Estalinismo y comunismo no son solo distintos, sino irreductiblemente
antagónicos. Y el recordatorio de esta diferencia no es el menor deber que
tengamos hacia las numerosas víctimas comunistas del estalinismo.
El estalinismo no es una variante del comunismo, sino el nombre propio de la
contrarrevolución burocrática. Que militantes sinceros, en la urgencia de la
lucha contra el nazismo, o debatiéndose en las consecuencias de la crisis
mundial de entre guerras, no hayan tomado inmediatamente conciencia, que
hayan continuado ofreciendo generosamente sus existencias desgarradas, no
cambia nada del asunto. Se trata claramente, por responder a la pregunta de
Mikhaël Guefter, de “dos mundos políticos y morales” distintos e
irreconciliables. Esta respuesta está en las antípodas de las conclusiones de
Stéphane Courtois en el Libro Negro. Se defiende a veces de haber reclamado
un Nuremberg del comunismo, probablemente molesto por unirse en este tema
a una fórmula querida de M. Le Pen. Sin embargo, la puesta en escena del
Libro Negro tiende no solo a borrar las diferencias entre nazismo y comunismo,
sino a banalizar sugiriendo que la comparación estrictamente “objetiva” y
contable va en ventaja del primero: 25 millones de muertos contra 100 millones,
20 años de terror contra 60. La primera banda de presentación del libro
anunciaba escandalosamente 100 millones de muertos. El descuento de los
autores llega a 85 millones. A M. Courtois no le va de 15 millones. Maneja los
cadáveres de forma turbia.

**Sección de datos**
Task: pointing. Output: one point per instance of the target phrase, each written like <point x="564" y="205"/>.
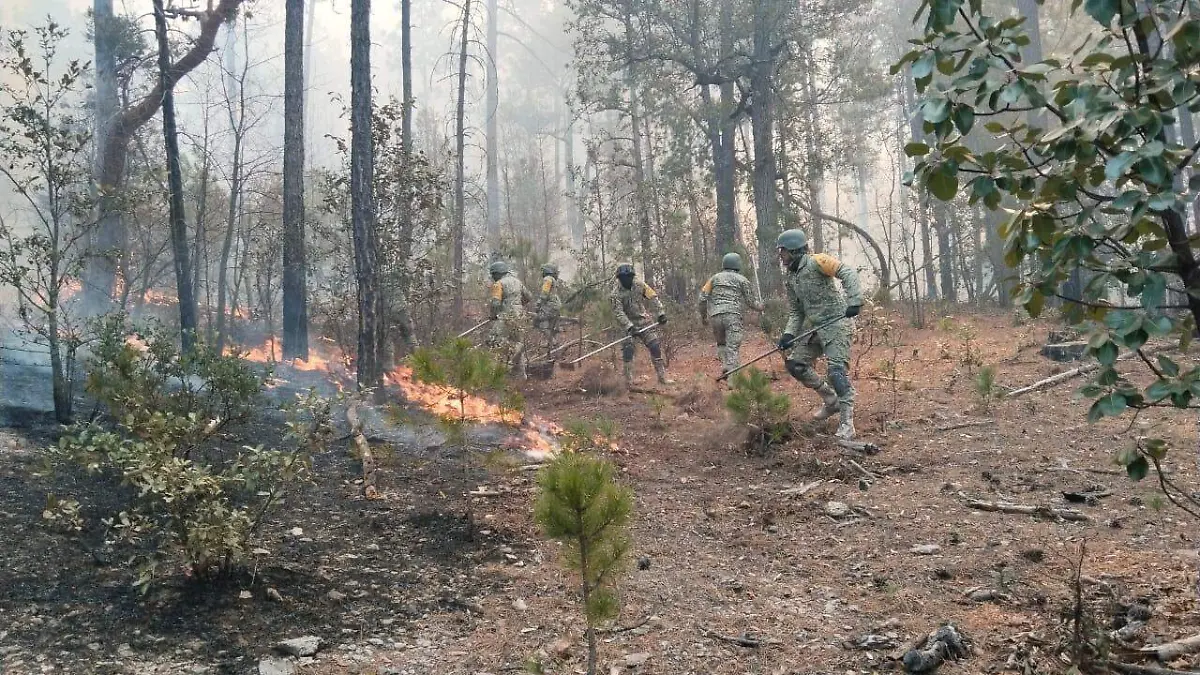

**Problema breve**
Convierte en una lista breve el párrafo del texto sobre estalinismo y comunismo que empieza con «Estalinismo y comunismo no son solo distintos» y conserva sus ideas principales.

**Solución escrita**
- El estalinismo y el comunismo no son solo distintos, sino irreductiblemente antagónicos.
- Recordar esta diferencia es un deber importante hacia las numerosas víctimas comunistas del estalinismo.